▶ **WORK INSTRUCTIONS**:
Treat the line containing "765L499 659L391 693L442" as the first line of the answer and the last line of the data as its final line, reproducing every line between exactly.

Data items:

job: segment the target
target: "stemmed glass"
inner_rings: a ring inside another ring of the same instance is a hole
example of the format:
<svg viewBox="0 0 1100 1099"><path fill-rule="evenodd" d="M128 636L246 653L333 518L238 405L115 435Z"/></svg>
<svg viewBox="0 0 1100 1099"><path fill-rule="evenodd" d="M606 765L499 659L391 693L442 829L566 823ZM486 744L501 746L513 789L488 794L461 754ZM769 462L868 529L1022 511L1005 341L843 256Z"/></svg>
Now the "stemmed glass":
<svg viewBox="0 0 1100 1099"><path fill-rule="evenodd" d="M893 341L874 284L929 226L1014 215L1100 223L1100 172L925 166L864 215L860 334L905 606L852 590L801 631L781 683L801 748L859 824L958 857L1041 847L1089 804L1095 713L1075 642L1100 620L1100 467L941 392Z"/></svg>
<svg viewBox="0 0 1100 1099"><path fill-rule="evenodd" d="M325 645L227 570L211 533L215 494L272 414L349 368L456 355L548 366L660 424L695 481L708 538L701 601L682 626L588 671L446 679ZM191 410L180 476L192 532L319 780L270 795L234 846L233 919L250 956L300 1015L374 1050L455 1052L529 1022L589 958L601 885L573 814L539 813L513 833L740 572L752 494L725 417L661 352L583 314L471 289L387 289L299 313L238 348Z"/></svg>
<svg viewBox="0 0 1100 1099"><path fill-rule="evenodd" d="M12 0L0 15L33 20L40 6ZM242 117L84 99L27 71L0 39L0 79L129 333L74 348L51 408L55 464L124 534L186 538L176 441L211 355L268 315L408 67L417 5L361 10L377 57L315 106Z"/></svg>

▶ **SOLUTION TO THIS EXERCISE**:
<svg viewBox="0 0 1100 1099"><path fill-rule="evenodd" d="M606 765L499 659L391 693L442 829L566 823ZM486 744L501 746L513 789L488 794L461 754ZM769 462L868 529L1022 511L1005 341L843 256Z"/></svg>
Now the "stemmed glass":
<svg viewBox="0 0 1100 1099"><path fill-rule="evenodd" d="M893 341L874 284L929 226L1014 215L1100 223L1100 172L925 166L864 215L860 334L905 606L852 590L801 631L781 683L801 748L859 824L958 857L1041 847L1089 804L1095 713L1075 642L1100 620L1100 467L941 392Z"/></svg>
<svg viewBox="0 0 1100 1099"><path fill-rule="evenodd" d="M325 645L227 570L211 533L215 494L272 414L349 368L456 355L548 366L660 424L695 481L708 538L701 601L682 626L588 671L446 679ZM191 410L180 476L192 532L319 780L270 795L234 846L233 919L250 956L300 1015L374 1050L455 1052L529 1022L589 958L601 885L573 814L539 813L513 833L740 572L752 494L725 417L661 352L583 314L471 289L387 289L299 313L238 348Z"/></svg>
<svg viewBox="0 0 1100 1099"><path fill-rule="evenodd" d="M12 0L0 15L33 20L40 6ZM242 117L84 99L27 71L0 39L0 79L129 333L74 348L51 408L55 464L124 534L186 538L176 441L211 355L268 315L408 67L417 5L361 10L377 57L315 106Z"/></svg>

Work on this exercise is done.